* _Task details_: Beginning with the line that contains "Target: man's right hand", transcribe every line down to the end of the entries, exactly, and no other lines.

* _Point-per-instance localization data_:
━━━━━━━━━━━━━━━━
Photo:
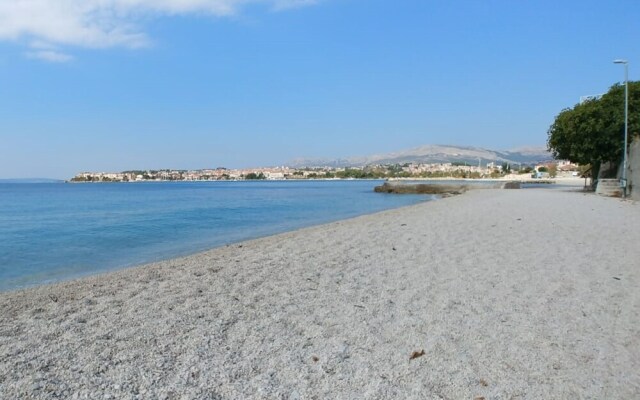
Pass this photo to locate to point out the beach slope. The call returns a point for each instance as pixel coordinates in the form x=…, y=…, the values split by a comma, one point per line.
x=491, y=294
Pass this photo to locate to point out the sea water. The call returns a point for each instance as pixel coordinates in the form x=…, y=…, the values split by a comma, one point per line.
x=55, y=231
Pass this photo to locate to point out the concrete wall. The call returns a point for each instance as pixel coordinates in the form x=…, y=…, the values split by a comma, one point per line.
x=633, y=171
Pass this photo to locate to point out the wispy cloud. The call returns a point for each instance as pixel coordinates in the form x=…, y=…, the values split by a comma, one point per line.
x=104, y=23
x=50, y=56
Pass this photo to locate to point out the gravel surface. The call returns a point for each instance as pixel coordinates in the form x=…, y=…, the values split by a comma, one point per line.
x=494, y=294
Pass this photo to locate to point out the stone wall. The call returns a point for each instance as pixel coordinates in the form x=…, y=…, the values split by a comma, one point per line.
x=633, y=171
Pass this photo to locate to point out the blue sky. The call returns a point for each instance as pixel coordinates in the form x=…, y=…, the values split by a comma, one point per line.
x=109, y=85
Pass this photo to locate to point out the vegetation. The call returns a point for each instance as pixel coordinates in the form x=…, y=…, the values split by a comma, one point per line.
x=593, y=132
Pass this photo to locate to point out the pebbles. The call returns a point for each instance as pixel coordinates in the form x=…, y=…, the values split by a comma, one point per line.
x=474, y=303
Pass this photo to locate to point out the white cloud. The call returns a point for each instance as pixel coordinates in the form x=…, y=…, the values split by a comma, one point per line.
x=104, y=23
x=50, y=56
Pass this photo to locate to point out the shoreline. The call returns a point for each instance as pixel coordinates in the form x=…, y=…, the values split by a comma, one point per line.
x=494, y=293
x=111, y=270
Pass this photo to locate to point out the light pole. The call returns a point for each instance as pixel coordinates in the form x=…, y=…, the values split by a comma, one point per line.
x=623, y=182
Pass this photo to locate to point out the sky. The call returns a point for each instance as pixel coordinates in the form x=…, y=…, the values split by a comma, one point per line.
x=112, y=85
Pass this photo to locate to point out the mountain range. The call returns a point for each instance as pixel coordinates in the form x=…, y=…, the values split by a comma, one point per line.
x=433, y=154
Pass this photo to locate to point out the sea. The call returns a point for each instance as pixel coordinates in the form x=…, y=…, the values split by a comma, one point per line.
x=57, y=231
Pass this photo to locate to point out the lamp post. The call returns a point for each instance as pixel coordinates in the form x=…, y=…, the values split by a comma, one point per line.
x=623, y=182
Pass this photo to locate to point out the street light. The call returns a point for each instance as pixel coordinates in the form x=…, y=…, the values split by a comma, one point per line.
x=623, y=182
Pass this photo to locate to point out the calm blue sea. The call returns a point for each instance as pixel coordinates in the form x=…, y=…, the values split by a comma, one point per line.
x=56, y=231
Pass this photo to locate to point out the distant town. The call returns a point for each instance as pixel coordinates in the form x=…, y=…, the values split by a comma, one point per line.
x=408, y=170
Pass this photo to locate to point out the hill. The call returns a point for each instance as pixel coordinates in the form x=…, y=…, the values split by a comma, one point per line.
x=429, y=154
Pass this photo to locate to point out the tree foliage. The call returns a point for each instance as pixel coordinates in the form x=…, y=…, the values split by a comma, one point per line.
x=593, y=132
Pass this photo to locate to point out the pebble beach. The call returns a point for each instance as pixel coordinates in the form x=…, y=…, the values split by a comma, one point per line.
x=492, y=294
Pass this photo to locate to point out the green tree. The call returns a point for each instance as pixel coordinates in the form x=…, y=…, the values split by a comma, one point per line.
x=593, y=132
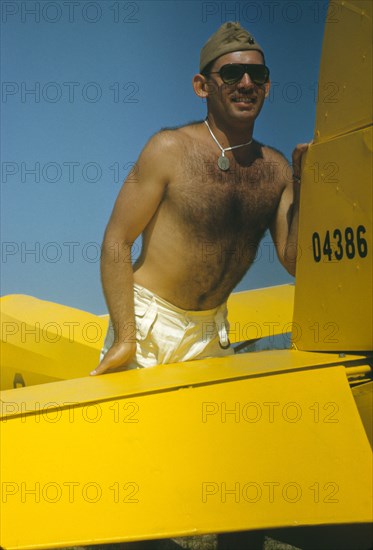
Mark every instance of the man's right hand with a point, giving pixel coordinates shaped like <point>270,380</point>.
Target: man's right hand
<point>117,358</point>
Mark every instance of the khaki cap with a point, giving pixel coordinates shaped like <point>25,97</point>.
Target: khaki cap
<point>230,37</point>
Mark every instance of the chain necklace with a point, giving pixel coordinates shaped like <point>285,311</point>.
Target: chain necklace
━━━━━━━━━━━━━━━━
* _Solution to the problem_:
Target: man's right hand
<point>117,358</point>
Mark every instance of the khaki cap with a point, giving pixel coordinates shaped like <point>25,97</point>.
Target: khaki cap
<point>230,37</point>
Mark every instance of the chain necklace with a point, giving pixel coordinates shaped like <point>285,311</point>.
Target: chain necklace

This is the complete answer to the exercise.